↓↓↓

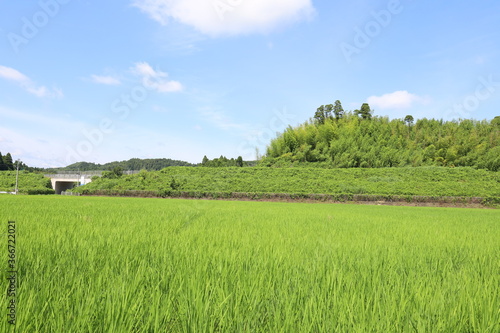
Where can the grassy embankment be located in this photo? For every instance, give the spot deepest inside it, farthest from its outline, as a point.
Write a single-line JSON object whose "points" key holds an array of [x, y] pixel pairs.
{"points": [[389, 184]]}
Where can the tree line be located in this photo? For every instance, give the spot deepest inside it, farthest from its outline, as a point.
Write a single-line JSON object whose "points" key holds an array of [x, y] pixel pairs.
{"points": [[334, 138], [152, 164]]}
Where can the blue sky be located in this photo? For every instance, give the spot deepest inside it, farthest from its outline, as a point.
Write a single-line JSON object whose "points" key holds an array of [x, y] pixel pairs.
{"points": [[99, 81]]}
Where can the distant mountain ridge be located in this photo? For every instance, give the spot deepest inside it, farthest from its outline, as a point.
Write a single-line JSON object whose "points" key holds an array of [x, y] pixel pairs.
{"points": [[150, 164]]}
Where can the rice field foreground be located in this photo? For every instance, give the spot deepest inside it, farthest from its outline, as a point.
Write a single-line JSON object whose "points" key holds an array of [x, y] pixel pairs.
{"points": [[87, 264]]}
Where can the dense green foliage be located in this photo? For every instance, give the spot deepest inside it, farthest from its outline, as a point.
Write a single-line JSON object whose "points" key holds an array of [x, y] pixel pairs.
{"points": [[375, 142], [29, 183], [153, 265], [132, 164], [428, 181]]}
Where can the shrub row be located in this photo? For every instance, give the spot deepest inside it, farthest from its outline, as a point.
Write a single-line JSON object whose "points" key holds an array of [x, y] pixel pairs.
{"points": [[342, 197]]}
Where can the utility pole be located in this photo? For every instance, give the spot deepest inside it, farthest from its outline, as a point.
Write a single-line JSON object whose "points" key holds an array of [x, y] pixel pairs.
{"points": [[17, 176]]}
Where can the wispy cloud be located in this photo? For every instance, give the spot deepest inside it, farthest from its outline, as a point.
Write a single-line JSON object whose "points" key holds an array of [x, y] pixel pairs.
{"points": [[397, 100], [107, 80], [220, 120], [217, 17], [156, 79], [27, 84]]}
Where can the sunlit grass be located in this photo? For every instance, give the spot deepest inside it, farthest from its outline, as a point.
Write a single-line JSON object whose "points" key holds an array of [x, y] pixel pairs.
{"points": [[153, 265]]}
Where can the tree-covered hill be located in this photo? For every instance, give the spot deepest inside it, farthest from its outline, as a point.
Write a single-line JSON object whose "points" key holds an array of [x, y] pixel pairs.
{"points": [[358, 139]]}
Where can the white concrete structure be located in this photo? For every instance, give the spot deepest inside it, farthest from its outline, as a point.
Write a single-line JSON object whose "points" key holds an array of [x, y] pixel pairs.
{"points": [[64, 182]]}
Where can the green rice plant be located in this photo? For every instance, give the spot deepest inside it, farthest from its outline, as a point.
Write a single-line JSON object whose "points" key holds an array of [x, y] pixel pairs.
{"points": [[99, 264]]}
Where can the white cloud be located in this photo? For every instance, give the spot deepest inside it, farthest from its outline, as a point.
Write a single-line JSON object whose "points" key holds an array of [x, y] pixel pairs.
{"points": [[219, 119], [27, 84], [228, 17], [156, 79], [397, 100], [108, 80]]}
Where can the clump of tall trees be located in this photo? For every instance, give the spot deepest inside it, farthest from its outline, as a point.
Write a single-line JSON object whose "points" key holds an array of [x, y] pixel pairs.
{"points": [[334, 138]]}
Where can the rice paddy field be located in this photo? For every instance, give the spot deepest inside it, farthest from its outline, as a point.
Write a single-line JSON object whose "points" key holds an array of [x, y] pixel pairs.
{"points": [[96, 264]]}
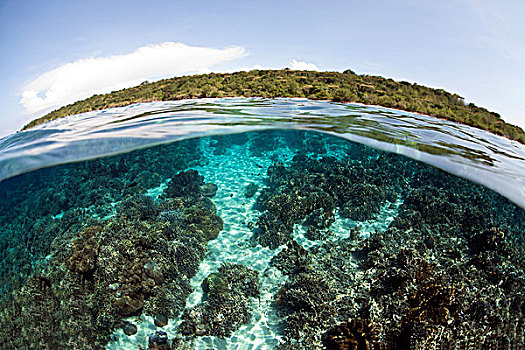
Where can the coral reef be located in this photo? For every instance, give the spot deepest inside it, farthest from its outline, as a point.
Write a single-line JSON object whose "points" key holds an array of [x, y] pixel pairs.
{"points": [[358, 334], [136, 262], [86, 246], [226, 302]]}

↑↑↑

> _STATED PROBLEM_
Beginning with the line that contains "Where can the white cloud", repeat every remaining line of the data exactly, the last line included, and omit pictures.

> _EXERCISE RESULT_
Where can the white cloud be located in this photo? For every instance, give the spot deepest inside it, farthest from its outline, as a point.
Write a single-line JSON object whose "points" key holds an array of [x, y] pixel pairs.
{"points": [[219, 119], [27, 84], [228, 17], [156, 79], [397, 100], [108, 80]]}
Where can the clump of tall trees be located in this photo? For every instance, give the spot deepest inside it, farthest from its outline, as a point.
Write a single-line JSON object whose "points" key holds an array of [x, y] pixel pairs.
{"points": [[334, 138]]}
Where can the rice paddy field be located in this photo? For every instance, give the spot deepest inside it, farthest from its outline, as a point.
Write a single-line JSON object whose "points" key holds an array of [x, y] pixel pairs.
{"points": [[96, 264]]}
Where can the coral reef be located in this photo? For every instance, give the spot deepest inside it, farthest from its outline, as a point.
Write a single-line JSON object whose "points" key holds an array of [x, y] pixel pairs.
{"points": [[358, 334], [136, 262], [86, 246], [226, 302]]}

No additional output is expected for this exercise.